= Work instructions =
Render every line of the listing below as a Markdown table with the columns Row and Line, numbering each row and leaving out blank lines.

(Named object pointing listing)
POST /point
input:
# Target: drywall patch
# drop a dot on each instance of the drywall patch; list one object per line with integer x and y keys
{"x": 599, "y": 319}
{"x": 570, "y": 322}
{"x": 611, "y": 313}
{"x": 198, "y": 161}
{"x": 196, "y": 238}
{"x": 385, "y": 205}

= Exercise answer =
| Row | Line |
|---|---|
| 1 | POST /point |
| 2 | input: |
| 3 | # Target: drywall patch |
| 4 | # drop a dot on each instance of the drywall patch; list one object per line with integer x and y keys |
| 5 | {"x": 599, "y": 319} |
| 6 | {"x": 570, "y": 322} |
| 7 | {"x": 611, "y": 313} |
| 8 | {"x": 198, "y": 161} |
| 9 | {"x": 196, "y": 238} |
| 10 | {"x": 385, "y": 205} |